> DATA FOR THE TASK
● ● ● ● ●
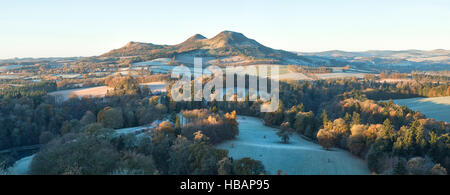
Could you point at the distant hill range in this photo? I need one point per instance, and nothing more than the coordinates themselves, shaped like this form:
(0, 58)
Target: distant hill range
(405, 60)
(233, 48)
(225, 48)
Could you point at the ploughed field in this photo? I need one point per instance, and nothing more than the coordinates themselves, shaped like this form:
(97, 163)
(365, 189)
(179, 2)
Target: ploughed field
(298, 157)
(437, 108)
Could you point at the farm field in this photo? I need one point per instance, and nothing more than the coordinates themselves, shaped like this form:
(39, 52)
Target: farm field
(299, 157)
(156, 87)
(437, 108)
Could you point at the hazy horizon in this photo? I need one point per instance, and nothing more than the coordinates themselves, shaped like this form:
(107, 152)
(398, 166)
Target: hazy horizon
(84, 28)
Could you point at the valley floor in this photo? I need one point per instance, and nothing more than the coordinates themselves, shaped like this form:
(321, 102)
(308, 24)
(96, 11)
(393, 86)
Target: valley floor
(299, 157)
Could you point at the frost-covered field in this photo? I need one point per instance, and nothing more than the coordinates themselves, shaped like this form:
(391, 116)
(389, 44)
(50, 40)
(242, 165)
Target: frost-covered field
(92, 91)
(437, 108)
(299, 157)
(339, 75)
(21, 166)
(156, 87)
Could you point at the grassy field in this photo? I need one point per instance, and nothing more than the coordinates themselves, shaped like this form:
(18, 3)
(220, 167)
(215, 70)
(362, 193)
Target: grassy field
(299, 157)
(437, 108)
(156, 87)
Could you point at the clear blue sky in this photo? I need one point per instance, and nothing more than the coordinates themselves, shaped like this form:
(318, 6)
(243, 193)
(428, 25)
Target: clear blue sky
(83, 28)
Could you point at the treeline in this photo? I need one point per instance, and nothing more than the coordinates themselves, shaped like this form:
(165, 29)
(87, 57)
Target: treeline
(161, 152)
(218, 127)
(31, 90)
(408, 90)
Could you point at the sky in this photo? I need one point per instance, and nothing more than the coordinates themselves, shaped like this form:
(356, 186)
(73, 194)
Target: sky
(64, 28)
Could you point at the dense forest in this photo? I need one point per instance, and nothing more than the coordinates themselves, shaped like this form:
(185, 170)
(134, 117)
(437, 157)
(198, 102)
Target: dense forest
(334, 113)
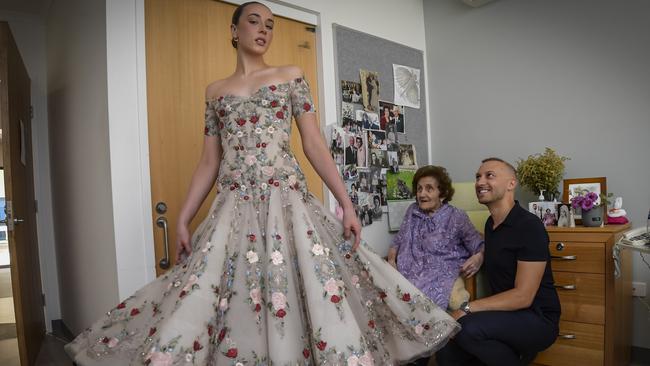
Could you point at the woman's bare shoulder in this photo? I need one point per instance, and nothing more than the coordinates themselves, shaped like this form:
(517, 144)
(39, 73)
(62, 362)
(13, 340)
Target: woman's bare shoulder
(214, 89)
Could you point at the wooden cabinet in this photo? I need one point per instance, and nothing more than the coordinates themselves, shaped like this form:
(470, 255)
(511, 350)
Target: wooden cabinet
(595, 327)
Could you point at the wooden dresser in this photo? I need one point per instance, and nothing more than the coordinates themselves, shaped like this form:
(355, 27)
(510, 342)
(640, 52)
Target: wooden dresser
(595, 327)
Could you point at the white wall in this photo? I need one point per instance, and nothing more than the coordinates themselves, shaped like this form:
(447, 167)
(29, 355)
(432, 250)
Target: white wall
(80, 161)
(127, 110)
(29, 32)
(512, 77)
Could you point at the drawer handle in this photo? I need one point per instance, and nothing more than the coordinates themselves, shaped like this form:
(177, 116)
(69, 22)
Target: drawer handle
(566, 287)
(567, 336)
(565, 257)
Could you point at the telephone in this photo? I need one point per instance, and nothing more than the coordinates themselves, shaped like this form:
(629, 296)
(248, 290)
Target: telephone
(638, 237)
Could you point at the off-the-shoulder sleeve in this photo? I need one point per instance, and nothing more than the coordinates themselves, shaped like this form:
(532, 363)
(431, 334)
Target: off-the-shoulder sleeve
(301, 101)
(211, 120)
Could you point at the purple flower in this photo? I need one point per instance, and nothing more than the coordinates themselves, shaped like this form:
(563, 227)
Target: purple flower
(587, 204)
(576, 202)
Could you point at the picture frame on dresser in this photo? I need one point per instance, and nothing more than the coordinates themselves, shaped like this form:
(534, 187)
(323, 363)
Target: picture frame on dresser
(578, 186)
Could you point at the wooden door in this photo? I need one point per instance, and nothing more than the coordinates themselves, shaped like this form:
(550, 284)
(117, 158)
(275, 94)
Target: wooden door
(15, 121)
(188, 47)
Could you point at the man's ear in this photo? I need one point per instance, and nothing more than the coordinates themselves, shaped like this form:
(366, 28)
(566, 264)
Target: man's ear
(512, 184)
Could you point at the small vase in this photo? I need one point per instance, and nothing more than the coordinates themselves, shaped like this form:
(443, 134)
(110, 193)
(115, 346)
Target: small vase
(593, 217)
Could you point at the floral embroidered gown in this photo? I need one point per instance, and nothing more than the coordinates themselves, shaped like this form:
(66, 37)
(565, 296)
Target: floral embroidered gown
(270, 281)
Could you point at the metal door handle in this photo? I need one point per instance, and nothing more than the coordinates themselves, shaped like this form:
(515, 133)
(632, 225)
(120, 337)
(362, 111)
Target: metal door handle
(566, 287)
(565, 257)
(162, 222)
(16, 221)
(567, 336)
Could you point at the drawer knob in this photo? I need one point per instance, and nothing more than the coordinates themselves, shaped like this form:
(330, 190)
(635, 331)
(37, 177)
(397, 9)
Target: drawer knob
(566, 287)
(566, 336)
(565, 257)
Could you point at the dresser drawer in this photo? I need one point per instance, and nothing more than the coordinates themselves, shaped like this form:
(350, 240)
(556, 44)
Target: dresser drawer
(582, 296)
(577, 257)
(578, 344)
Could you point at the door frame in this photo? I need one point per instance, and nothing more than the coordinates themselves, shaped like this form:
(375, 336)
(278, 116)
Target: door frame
(128, 134)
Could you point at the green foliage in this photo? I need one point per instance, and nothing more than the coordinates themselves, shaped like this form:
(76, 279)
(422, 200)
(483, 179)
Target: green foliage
(541, 171)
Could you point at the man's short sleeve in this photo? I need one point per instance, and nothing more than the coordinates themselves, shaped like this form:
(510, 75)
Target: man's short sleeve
(534, 241)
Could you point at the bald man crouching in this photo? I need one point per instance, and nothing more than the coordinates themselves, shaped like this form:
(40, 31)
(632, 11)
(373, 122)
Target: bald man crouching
(521, 318)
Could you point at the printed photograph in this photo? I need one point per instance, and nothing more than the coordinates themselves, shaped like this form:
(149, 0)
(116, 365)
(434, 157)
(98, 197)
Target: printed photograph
(385, 114)
(351, 125)
(378, 158)
(350, 173)
(351, 147)
(364, 181)
(392, 142)
(352, 188)
(546, 211)
(364, 209)
(370, 90)
(393, 161)
(376, 139)
(351, 92)
(377, 210)
(369, 121)
(398, 185)
(361, 142)
(347, 110)
(407, 156)
(563, 216)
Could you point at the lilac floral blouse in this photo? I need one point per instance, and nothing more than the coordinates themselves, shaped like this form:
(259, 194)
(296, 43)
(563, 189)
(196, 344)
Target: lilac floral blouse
(431, 249)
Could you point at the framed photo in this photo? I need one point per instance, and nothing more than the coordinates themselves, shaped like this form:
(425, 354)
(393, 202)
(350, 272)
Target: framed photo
(580, 186)
(564, 212)
(546, 211)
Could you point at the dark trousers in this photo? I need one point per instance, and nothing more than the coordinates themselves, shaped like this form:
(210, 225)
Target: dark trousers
(500, 338)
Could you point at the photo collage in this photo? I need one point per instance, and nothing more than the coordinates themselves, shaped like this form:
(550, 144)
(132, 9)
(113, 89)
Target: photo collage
(366, 147)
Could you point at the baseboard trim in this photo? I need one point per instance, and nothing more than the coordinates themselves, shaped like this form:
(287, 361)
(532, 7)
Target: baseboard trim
(640, 356)
(59, 329)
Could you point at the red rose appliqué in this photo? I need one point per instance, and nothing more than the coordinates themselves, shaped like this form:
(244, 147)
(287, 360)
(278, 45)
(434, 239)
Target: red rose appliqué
(232, 353)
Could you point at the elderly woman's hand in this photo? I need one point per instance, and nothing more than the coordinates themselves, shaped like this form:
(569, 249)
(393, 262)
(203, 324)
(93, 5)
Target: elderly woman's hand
(472, 265)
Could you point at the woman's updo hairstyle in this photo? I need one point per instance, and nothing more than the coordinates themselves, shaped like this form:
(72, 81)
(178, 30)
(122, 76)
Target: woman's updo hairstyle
(236, 15)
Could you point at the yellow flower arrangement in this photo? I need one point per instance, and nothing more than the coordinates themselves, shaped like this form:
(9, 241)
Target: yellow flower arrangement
(541, 171)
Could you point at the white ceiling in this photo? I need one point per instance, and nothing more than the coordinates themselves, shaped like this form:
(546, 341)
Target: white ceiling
(25, 6)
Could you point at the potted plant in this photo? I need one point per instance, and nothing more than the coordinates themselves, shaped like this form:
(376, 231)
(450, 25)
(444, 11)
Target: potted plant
● ● ● ● ●
> SHORT EXERCISE
Return the lines above, from the one containing "Could you point at the yellow" to the end, exactly as they stand.

> WRITTEN RESPONSE
Could you point at the yellow flower arrangement in this photo? I need one point per instance, and nothing more than the coordinates themselves, shaped like this form:
(9, 241)
Target: yellow flower arrangement
(541, 171)
Could you point at the white ceiling in this photo? I need one point per instance, and nothing more than the coordinates themselves, shaped like this form:
(546, 341)
Target: white ceiling
(25, 6)
Could you point at the potted plant in this photo? I need one point per instance, and nothing more than the coordinates themselves, shaped like this form:
(376, 231)
(450, 25)
(444, 11)
Target: potted plant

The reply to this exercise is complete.